* _PASSAGE SHOWN_
'''

Soups on in the kitchen! Mushroom Bisque and Broccoli cheddar soup

31 Oct

Well it is Oct. 31st, and while others are out scouring the streets for candy, I plan on spending a cozy evening cooking up soups. And to satisfy the sweet tooth that is bound to strike around 8 p.m., I am going to whip up some gluten free chocolate cupcakes dolloped with homemade cream cheese icing. Doesn’t that sound yummy?! Now back to the soups…

With so much fall activity going on, and being pressed to whip up a meal daily, I can think of nothing else that lends itself to this time of year than soups. There is something so nostalgic of coming in from the cold, cozying up on the couch with fuzzy socks, a blanket, fireplace flickering in the background, as you enjoy a nice warm bowl of soup. Now is the time to pull out those favorite soup recipes you have been meaning to try, make huge batches, and store in the freezer. I like to recreate my favorite soups I have experienced at restaurants, like that broccoli cheddar soup from Panera Bread, mushroom bisque from Newk’s, loaded potatoe soup from O’Charley’s, but with the effort of making them all natural and gluten free. I serve some for dinner, the store extra batches in 16 and 32 oz delitainers, labeling the lids, and stacking nicely in the deep freezer to be consumed later in the month, or for a quick lunch my kids can grab and take to school. They are just as delicious as when you first made them, and rival any canned soup you would buy in the store. And by preparing at home, you control the quality of the ingredients and ensure they meet your dietary needs.

'''

* _Object position labeling entries_
'''

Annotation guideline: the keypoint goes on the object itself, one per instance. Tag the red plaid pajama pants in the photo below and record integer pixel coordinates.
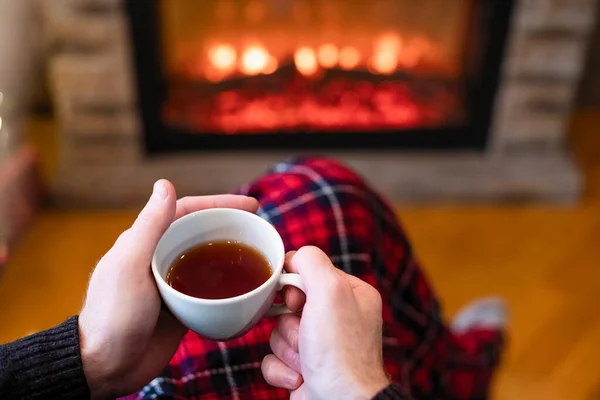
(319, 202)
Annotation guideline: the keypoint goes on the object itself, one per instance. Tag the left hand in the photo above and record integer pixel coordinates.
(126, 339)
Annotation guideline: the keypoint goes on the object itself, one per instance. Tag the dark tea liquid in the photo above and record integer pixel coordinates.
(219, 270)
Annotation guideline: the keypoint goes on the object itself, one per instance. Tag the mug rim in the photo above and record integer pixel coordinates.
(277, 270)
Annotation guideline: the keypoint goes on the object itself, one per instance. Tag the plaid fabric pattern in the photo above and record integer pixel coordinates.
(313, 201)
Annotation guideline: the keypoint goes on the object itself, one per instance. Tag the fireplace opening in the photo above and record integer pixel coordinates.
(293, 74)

'''
'''

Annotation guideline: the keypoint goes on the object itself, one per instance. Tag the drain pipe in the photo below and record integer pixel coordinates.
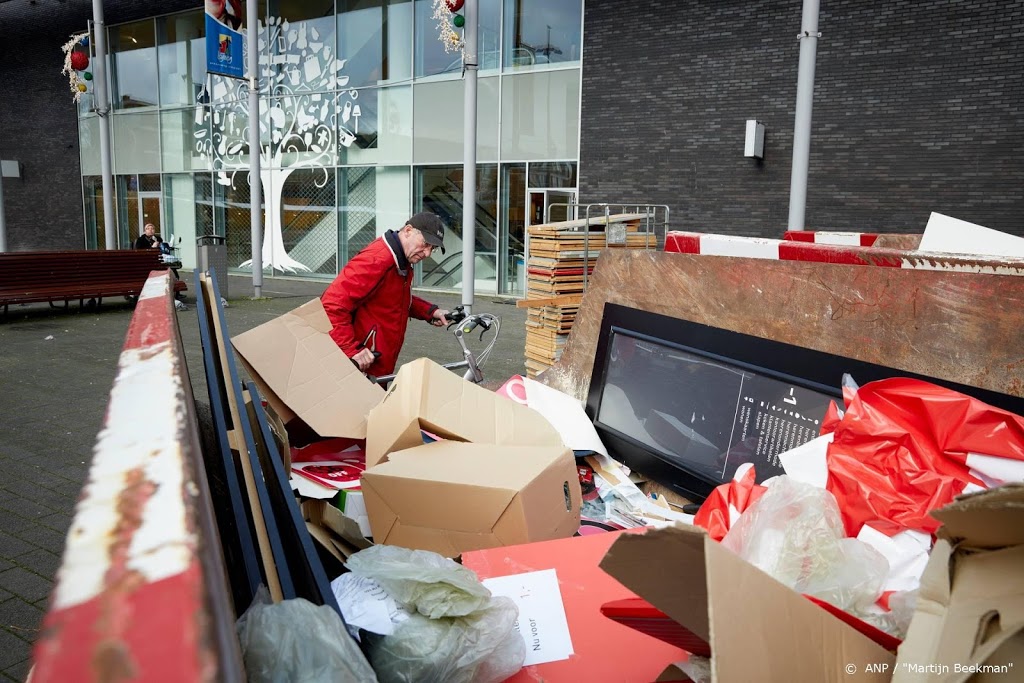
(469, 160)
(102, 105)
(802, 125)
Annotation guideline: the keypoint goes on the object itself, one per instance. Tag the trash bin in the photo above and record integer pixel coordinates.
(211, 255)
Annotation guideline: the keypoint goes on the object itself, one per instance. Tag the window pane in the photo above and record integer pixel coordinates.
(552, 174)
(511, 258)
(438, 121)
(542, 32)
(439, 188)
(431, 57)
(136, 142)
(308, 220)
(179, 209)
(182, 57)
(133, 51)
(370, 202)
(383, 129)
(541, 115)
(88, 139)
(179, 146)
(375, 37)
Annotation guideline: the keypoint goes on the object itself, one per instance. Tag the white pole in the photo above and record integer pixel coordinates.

'''
'''

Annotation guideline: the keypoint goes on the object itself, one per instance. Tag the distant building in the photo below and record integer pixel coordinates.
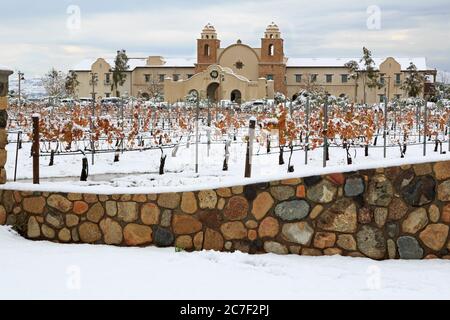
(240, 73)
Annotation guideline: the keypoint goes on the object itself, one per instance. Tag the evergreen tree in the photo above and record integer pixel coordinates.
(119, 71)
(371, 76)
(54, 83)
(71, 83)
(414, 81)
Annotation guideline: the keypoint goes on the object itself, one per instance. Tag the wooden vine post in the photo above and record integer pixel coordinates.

'''

* _DIRECTIONS_
1. Name every restaurant mentioned in the soup post.
2. Convert the part of the records that opens with the line containing "Tag the distant" and closes with the line containing "Tag the wooden" into a JSON list of strings, one string per line. Skip blank lines and leave the pictures out.

* _ANSWERS TO THE TASKS_
1. Panera Bread, Newk's, O'Charley's

2.
[
  "Annotation guideline: the keypoint goes on the object itself, one per instance. Tag the distant building in the photo below and record integer pixel coordinates.",
  "(240, 73)",
  "Annotation guideline: the keypoint goes on the object itself, one per instance. Tag the evergreen tree in the photo above and record integer pixel coordinates.",
  "(119, 71)",
  "(371, 76)",
  "(54, 83)",
  "(71, 83)",
  "(414, 81)",
  "Annotation guideline: the keypoint goes on the object itself, one per instance. Tag the wooden vine post in the photo above and record integer pixel coordinates."
]